| WHAT THE EXERCISE ASKS |
Can you revise the PostgreSQL recovery excerpt, starting at "Killing an instance" and ending at "a little ...", so that "transaction log" reads "write-ahead log" throughout?

| DOCUMENT EXCERPT |
^^^^^^^^^^^^^^^^

PostgreSQL has proven to be one of the most reliable Open Source databases around. In the past we have dealt with customers who have achieved superior uptimes and who are really happy with PostgreSQL. But even if PostgreSQL does its job day after day after day - there are some components, which can just fail and cause trouble. In short: Hardware may crash, filesystem can fail, and so on. In 99% of all cases there is a way around total disaster. Either you have a replica, which protected you from downtime or you simply have a reasonably good backup to help out in case of disaster. But what if there is really no option left anymore? You got to make this database work again - no matter what (even if it is just a partial or an unreliable restore). Maybe pg_resetxlog is your last helping hand in this case.

Killing an instance

As you might know the purpose of the transaction log (= xlog or WAL) is to restore order and consistency in case of a crash. If the xlog is broken, you might face disaster. This is exactly what we want 😉

So, to cause some disaster I sent a “kill -9” to a database system under load to stop it. In case of a restart this would lead to a recovery process and PostgreSQL would fix things on startup by replaying the transaction log. Let us disturb the replay process a little ...

^^^^^^^^^^^^^^^^

| DATA LINES |

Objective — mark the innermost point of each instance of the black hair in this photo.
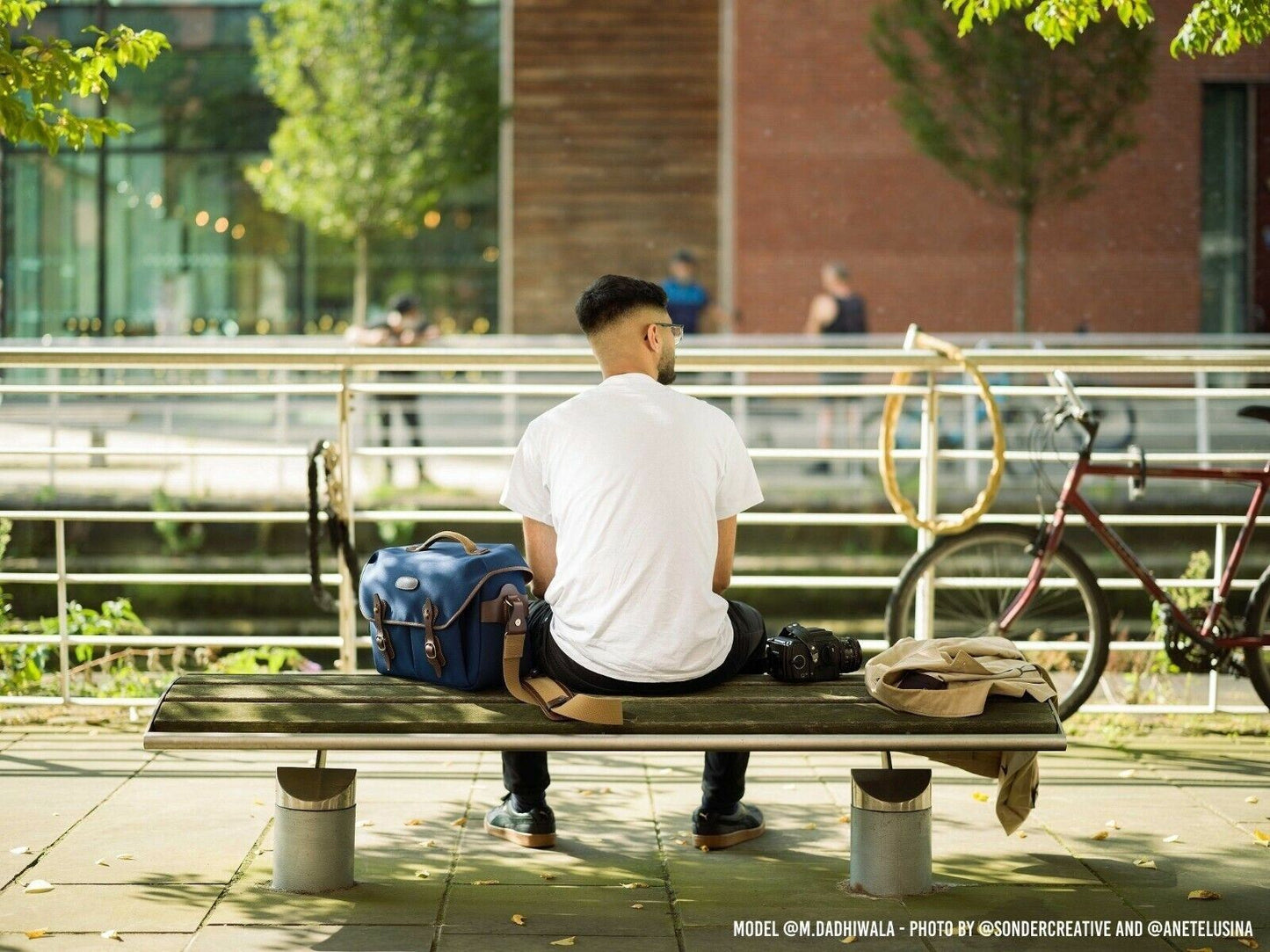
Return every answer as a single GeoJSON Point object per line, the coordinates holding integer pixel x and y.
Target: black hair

^^^^^^^^^^^^^^^^

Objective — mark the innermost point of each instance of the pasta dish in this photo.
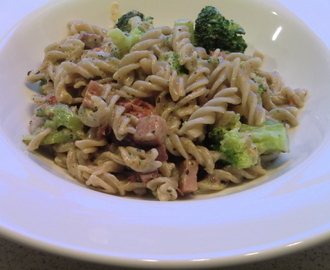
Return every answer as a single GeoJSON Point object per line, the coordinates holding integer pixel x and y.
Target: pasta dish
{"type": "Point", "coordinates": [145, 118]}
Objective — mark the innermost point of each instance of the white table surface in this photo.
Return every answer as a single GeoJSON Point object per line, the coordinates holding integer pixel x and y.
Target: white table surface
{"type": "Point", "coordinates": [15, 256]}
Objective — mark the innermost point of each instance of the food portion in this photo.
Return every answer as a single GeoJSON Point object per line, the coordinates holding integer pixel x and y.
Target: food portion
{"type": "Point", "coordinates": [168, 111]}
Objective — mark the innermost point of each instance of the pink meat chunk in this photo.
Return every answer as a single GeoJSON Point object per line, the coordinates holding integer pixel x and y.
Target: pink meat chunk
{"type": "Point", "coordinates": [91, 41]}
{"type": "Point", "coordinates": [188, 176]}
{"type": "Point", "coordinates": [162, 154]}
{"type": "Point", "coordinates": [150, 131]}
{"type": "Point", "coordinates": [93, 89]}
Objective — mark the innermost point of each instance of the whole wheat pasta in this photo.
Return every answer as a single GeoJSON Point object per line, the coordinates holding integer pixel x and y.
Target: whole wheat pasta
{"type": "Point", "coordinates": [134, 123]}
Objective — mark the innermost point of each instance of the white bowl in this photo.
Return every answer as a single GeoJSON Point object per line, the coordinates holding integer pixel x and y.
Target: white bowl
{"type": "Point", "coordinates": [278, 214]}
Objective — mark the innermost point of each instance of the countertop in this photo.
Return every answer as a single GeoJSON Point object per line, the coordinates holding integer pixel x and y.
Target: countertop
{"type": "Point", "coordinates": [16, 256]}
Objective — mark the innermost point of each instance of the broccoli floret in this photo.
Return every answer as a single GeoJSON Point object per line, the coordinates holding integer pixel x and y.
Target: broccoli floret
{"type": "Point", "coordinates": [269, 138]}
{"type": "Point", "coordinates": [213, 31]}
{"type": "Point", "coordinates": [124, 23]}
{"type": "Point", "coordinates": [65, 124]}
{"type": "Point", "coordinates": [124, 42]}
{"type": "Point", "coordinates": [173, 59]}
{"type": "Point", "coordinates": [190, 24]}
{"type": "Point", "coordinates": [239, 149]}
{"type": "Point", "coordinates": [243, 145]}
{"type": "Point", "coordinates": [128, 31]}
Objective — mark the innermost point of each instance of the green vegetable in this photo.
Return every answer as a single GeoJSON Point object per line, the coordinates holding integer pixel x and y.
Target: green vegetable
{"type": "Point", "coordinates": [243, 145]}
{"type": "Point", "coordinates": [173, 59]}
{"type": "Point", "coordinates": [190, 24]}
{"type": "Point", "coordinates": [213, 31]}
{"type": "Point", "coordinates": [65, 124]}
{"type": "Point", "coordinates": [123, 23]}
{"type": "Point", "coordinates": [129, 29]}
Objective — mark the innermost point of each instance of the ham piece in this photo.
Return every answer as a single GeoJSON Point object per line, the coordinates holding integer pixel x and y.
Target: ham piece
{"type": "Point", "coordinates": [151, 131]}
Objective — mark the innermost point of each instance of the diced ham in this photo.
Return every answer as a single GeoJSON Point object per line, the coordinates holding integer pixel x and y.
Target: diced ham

^^^^^^^^^^^^^^^^

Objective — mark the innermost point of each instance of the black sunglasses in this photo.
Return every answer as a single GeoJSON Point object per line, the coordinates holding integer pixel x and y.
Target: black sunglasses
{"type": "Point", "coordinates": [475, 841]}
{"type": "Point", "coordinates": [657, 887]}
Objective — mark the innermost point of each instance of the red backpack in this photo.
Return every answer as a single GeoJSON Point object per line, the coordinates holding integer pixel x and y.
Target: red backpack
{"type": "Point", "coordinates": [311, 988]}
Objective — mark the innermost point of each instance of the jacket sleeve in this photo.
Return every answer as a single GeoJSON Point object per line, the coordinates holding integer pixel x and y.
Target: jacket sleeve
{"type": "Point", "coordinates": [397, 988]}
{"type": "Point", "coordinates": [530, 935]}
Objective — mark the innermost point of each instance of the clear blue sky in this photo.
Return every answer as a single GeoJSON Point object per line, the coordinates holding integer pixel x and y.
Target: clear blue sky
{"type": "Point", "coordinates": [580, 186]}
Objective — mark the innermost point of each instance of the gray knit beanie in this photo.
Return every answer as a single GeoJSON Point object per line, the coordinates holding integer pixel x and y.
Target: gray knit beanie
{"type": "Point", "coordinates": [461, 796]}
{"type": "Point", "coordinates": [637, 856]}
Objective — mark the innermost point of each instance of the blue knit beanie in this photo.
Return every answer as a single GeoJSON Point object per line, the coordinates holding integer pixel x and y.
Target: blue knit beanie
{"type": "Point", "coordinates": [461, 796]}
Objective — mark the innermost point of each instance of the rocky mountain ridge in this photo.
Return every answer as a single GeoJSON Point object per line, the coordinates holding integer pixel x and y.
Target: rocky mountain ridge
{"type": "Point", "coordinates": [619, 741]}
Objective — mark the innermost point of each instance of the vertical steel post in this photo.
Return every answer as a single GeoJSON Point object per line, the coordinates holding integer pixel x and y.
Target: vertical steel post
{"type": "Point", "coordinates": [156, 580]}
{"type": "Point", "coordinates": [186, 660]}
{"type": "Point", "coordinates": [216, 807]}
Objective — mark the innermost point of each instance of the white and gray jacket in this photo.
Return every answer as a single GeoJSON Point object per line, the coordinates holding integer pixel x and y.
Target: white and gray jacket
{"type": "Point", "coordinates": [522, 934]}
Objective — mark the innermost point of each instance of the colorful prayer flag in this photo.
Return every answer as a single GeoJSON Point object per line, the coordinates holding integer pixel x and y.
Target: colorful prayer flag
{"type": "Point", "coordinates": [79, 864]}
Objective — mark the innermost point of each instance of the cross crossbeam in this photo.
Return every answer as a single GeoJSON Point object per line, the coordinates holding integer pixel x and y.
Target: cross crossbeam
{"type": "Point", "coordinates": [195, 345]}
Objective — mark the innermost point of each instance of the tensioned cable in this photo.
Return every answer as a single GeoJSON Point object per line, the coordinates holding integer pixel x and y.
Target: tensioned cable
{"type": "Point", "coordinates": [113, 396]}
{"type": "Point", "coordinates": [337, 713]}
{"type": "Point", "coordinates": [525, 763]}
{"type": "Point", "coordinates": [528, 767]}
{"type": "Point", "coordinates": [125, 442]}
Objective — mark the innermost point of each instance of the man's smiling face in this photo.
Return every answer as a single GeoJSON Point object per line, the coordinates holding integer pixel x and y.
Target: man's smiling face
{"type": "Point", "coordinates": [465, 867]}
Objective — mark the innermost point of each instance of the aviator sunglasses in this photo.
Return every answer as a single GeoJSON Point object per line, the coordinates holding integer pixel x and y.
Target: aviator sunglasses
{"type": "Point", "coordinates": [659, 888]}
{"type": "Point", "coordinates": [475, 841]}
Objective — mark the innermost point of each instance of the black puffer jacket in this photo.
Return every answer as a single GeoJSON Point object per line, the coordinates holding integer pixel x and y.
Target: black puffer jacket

^^^^^^^^^^^^^^^^

| RESULT FOR THIS EXERCISE |
Killing an instance

As you might know the purpose of the write-ahead log (= xlog or WAL) is to restore order and consistency in case of a crash. If the xlog is broken, you might face disaster. This is exactly what we want 😉

So, to cause some disaster I sent a “kill -9” to a database system under load to stop it. In case of a restart this would lead to a recovery process and PostgreSQL would fix things on startup by replaying the write-ahead log. Let us disturb the replay process a little ...